▶ Stored records
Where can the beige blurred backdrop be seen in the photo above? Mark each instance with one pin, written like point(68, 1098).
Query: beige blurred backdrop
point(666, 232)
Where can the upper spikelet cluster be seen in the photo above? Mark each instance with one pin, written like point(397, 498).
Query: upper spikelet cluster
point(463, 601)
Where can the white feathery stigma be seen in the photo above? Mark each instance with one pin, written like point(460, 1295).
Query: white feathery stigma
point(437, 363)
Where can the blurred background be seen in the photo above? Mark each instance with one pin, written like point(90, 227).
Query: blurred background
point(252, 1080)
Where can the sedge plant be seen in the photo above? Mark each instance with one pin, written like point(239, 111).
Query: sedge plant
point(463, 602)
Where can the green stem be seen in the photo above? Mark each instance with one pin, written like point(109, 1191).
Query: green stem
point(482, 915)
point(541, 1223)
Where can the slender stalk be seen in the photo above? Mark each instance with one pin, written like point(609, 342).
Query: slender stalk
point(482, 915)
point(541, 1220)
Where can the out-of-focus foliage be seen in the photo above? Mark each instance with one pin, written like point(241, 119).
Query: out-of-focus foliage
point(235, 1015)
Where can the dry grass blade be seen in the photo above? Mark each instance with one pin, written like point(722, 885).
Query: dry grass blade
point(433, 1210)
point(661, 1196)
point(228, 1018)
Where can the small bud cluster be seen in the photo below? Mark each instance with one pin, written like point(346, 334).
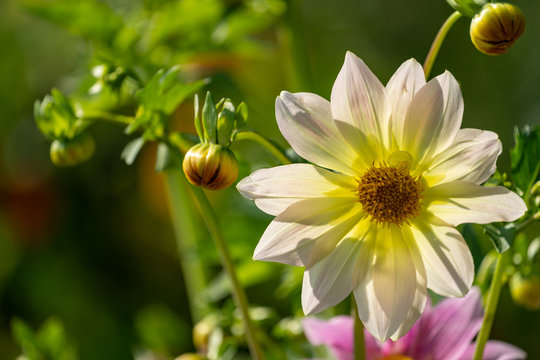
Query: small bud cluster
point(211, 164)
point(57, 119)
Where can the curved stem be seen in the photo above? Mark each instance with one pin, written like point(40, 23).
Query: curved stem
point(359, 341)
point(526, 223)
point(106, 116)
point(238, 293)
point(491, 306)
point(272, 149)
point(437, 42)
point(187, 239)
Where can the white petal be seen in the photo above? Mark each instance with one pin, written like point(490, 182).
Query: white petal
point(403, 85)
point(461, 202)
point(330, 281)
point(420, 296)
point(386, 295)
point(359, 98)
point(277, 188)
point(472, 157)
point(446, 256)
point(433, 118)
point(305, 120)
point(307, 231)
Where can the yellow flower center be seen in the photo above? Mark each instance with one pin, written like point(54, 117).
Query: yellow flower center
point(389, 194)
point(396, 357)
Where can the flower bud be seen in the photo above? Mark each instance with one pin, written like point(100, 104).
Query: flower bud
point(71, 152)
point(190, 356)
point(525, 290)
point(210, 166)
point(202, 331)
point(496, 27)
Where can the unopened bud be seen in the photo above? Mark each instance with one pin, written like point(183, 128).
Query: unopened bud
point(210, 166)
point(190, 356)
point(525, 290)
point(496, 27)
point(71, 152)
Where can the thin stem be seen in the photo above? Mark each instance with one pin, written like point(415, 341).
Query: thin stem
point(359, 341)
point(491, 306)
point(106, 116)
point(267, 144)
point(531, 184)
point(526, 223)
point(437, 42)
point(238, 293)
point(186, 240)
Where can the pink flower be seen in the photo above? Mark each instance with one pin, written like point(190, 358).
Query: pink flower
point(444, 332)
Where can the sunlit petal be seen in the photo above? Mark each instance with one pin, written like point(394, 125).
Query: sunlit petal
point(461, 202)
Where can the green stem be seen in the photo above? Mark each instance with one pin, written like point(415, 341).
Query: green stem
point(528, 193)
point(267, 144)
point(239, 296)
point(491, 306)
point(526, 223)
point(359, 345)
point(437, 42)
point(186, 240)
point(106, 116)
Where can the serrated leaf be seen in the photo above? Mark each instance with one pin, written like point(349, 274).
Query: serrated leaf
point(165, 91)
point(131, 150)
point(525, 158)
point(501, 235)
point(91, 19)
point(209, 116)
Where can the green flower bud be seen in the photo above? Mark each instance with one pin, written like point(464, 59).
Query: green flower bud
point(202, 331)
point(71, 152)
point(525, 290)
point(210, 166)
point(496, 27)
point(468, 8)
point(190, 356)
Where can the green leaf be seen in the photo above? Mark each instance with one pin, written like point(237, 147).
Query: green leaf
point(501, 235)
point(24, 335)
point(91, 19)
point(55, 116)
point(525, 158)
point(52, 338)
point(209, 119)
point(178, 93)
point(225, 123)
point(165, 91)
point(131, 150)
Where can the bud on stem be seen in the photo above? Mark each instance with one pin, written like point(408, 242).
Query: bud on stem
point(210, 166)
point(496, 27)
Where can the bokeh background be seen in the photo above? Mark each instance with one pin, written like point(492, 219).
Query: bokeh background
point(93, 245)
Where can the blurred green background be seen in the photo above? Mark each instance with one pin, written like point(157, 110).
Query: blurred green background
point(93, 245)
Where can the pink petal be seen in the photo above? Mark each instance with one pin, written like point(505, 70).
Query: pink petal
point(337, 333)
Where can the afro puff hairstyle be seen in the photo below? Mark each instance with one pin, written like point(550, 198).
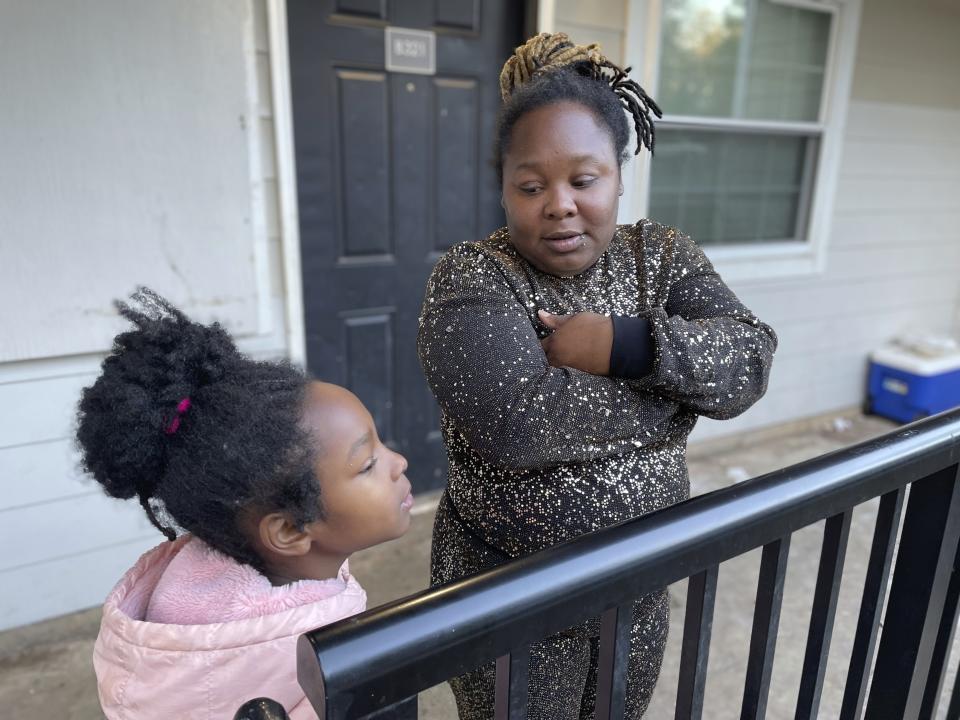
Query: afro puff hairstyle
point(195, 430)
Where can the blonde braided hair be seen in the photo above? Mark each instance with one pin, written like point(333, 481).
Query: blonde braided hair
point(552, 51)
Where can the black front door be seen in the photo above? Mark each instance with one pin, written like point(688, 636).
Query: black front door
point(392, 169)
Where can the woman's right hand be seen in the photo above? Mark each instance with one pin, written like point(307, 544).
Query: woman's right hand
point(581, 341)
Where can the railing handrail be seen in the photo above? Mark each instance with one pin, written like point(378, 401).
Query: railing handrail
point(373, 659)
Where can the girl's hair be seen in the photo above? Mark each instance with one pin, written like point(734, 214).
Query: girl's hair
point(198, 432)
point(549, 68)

---

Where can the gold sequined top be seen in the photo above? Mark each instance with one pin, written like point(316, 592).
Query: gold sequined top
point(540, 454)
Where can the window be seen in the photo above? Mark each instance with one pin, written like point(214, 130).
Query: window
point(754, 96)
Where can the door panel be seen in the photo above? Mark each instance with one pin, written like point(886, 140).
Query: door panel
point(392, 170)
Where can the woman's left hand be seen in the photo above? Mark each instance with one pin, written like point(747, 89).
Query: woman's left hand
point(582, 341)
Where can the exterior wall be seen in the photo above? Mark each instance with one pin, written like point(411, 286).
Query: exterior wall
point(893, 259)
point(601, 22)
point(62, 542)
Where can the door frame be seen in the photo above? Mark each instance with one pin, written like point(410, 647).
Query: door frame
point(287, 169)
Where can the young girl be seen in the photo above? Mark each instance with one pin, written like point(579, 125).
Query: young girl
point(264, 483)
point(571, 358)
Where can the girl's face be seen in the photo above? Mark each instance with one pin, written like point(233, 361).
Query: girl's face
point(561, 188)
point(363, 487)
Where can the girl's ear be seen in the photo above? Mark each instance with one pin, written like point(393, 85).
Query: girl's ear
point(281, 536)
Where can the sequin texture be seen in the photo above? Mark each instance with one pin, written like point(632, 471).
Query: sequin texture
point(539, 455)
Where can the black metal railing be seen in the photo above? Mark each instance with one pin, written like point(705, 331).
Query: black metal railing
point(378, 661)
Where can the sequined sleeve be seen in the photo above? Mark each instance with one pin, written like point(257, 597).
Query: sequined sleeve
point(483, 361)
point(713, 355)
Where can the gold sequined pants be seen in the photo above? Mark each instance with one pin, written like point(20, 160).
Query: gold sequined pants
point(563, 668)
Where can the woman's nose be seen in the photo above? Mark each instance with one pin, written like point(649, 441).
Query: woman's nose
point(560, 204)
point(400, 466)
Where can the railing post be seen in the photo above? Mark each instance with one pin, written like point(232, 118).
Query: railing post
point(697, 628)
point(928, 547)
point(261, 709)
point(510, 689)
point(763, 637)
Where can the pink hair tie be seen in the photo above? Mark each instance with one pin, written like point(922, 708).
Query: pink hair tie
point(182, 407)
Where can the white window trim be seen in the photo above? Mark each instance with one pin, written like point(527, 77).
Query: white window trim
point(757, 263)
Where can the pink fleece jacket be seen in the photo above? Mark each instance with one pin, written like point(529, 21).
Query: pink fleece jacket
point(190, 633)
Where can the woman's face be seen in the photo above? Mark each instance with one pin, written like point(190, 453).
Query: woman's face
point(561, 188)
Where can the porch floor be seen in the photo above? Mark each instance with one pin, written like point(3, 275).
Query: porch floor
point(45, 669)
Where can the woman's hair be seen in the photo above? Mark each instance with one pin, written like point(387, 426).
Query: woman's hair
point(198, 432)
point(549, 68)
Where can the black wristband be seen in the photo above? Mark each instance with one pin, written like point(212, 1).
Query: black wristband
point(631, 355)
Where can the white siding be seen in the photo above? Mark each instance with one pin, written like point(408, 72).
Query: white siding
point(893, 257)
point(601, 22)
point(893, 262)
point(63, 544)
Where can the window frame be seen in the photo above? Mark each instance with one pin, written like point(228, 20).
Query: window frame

▶ Aim
Present the lines from the one containing "Where can the beige" through the one containing "point(187, 239)", including both, as a Markdown table with the columns Row and Text. Put the row number under Row and the line under Text, skip blank lines, and leave the pictures out.

▶ Written reply
| Row | Text |
|---|---|
| 1 | Where can the beige blurred backdrop be seen in the photo above? Mark each instance with one pin, written like point(68, 1098). |
| 2 | Query: beige blurred backdrop |
| 3 | point(666, 232) |
| 4 | Where can the upper spikelet cluster be seen in the photo above? Mark each instance with one pin, written like point(397, 498). |
| 5 | Query: upper spikelet cluster |
| 6 | point(463, 601) |
| 7 | Where can the white feathery stigma be seen in the photo above? Mark each instance with one pin, written like point(460, 1295). |
| 8 | Query: white feathery stigma |
| 9 | point(437, 363) |
| 10 | Where can the blurred background be seen in the photo above? Mark each instance with one pin, written like point(90, 227). |
| 11 | Query: blurred background |
| 12 | point(252, 1080) |
| 13 | Where can the sedge plant be seen in the photo above? Mark each instance with one pin, written like point(239, 111). |
| 14 | Query: sedge plant |
| 15 | point(463, 602) |
| 16 | Where can the green stem be seen in the photo above? Mark each instance with one pin, written like point(109, 1191). |
| 17 | Query: green stem |
| 18 | point(482, 915) |
| 19 | point(541, 1223) |
| 20 | Where can the slender stalk be seen in the photo above? Mark each instance with one pin, written like point(609, 342). |
| 21 | Query: slender stalk |
| 22 | point(482, 915) |
| 23 | point(541, 1220) |
| 24 | Where can the out-of-focus foliage be seen in the photo above? Mark each instance with one pin, written like point(241, 119). |
| 25 | Query: out-of-focus foliage |
| 26 | point(235, 1015) |
| 27 | Where can the dry grass blade be seen in the photo above? Mark each instance with one pin, written like point(722, 885). |
| 28 | Query: dry grass blade |
| 29 | point(433, 1210) |
| 30 | point(661, 1196) |
| 31 | point(228, 1018) |
| 32 | Where can the small bud cluster be seen in the photo below? Mark each instance with one pin, written like point(346, 334). |
| 33 | Query: small bud cluster |
| 34 | point(211, 164) |
| 35 | point(57, 119) |
| 36 | Where can the curved stem be seen in the photo above? Mark each instance with one pin, written like point(40, 23). |
| 37 | Query: curved stem |
| 38 | point(359, 341) |
| 39 | point(526, 223) |
| 40 | point(106, 116) |
| 41 | point(238, 293) |
| 42 | point(491, 306) |
| 43 | point(272, 149) |
| 44 | point(437, 42) |
| 45 | point(187, 239) |